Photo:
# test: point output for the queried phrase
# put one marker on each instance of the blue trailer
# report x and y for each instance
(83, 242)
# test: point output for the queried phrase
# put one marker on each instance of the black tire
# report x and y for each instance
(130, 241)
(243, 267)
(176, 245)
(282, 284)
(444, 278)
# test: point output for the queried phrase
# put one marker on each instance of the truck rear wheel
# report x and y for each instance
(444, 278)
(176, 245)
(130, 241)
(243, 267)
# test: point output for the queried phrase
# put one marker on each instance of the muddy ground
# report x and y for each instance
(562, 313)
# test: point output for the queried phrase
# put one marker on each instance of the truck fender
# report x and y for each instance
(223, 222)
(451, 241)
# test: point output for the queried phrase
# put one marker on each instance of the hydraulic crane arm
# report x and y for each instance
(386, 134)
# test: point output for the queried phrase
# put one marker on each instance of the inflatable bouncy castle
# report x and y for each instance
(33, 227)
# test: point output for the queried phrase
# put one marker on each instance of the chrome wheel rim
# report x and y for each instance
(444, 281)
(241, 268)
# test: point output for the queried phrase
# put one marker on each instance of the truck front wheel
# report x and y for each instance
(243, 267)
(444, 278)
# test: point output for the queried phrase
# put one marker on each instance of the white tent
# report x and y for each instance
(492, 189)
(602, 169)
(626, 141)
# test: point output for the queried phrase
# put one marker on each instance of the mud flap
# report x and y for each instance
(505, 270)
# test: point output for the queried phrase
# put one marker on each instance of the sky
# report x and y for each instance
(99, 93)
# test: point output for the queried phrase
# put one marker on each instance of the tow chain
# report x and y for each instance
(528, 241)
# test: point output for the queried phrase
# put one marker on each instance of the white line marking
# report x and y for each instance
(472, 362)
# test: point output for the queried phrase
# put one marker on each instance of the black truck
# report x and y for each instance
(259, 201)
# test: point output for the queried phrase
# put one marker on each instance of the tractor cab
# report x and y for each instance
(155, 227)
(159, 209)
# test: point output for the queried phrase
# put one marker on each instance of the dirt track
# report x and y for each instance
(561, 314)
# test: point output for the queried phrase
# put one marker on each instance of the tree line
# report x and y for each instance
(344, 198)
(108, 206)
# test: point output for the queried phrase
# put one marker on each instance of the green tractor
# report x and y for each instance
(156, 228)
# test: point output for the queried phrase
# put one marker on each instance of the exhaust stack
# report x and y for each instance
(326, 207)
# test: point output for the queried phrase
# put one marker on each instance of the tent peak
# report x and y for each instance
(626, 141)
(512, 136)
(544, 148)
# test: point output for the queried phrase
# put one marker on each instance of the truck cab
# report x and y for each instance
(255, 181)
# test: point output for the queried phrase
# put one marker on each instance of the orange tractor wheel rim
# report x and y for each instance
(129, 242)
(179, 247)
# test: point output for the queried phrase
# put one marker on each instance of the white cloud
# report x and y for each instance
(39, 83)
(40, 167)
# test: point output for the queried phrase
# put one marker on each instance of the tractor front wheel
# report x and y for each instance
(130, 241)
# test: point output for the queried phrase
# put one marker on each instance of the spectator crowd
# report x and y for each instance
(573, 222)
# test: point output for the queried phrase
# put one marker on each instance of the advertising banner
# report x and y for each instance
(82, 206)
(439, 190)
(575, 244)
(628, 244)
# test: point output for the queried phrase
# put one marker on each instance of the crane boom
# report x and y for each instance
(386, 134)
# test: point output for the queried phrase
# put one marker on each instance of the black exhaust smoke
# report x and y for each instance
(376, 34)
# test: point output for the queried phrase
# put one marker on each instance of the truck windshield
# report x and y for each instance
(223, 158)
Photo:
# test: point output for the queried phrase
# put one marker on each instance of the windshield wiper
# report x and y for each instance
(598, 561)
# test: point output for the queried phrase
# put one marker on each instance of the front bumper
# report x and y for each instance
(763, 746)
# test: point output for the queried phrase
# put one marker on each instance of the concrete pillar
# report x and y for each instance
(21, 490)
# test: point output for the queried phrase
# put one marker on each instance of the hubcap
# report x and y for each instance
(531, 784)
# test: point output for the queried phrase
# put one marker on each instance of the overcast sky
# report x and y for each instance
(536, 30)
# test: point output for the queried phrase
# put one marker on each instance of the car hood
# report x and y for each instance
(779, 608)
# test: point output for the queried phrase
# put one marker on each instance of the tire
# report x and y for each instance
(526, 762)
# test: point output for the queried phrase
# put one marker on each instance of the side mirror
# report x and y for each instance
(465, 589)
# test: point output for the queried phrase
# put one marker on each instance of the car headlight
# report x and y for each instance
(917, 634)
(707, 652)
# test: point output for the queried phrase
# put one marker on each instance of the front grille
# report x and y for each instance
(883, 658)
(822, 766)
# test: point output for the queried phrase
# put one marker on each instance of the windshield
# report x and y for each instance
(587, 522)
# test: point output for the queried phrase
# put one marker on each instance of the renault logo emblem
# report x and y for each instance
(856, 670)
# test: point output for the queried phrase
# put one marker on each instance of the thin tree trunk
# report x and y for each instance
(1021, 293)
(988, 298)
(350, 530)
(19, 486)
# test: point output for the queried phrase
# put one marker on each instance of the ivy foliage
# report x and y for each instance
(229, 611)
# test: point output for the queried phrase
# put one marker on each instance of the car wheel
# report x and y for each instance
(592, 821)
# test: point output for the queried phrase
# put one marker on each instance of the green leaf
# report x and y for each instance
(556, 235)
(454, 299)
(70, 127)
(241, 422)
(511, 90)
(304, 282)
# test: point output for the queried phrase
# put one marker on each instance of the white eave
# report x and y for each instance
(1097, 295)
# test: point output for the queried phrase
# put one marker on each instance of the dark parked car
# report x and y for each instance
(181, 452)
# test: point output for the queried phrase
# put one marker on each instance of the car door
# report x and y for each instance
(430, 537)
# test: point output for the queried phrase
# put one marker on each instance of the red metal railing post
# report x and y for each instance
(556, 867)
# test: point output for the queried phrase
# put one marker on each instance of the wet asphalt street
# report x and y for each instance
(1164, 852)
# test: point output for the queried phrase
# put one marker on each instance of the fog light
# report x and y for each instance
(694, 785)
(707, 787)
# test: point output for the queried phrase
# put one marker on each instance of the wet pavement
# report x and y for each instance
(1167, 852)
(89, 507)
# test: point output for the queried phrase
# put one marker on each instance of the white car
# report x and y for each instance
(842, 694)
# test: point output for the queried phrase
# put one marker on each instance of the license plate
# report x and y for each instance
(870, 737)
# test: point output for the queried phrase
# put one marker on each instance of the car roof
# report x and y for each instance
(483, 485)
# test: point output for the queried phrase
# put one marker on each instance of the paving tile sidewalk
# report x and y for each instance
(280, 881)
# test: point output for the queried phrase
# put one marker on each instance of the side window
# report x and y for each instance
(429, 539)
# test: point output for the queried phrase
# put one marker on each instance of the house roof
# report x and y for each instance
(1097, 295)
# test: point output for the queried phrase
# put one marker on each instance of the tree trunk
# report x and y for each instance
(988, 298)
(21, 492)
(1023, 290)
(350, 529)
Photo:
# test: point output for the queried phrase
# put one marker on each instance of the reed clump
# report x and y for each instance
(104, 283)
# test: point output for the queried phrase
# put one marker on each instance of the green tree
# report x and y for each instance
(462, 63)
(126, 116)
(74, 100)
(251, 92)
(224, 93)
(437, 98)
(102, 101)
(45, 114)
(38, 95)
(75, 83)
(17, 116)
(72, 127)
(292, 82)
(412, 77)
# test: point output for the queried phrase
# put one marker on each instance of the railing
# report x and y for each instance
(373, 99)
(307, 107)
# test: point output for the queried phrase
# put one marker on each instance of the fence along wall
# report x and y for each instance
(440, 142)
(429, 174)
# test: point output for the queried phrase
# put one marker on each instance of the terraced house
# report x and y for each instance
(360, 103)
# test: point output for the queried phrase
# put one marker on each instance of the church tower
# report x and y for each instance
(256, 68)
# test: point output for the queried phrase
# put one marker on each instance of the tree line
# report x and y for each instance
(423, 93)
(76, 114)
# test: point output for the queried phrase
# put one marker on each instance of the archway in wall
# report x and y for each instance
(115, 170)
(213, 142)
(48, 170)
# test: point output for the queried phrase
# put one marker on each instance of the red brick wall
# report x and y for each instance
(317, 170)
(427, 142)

WRITTEN TASK →
Count the lines in the material above that contain the string "exhaust", and reply with only the number.

TASK SOLUTION →
2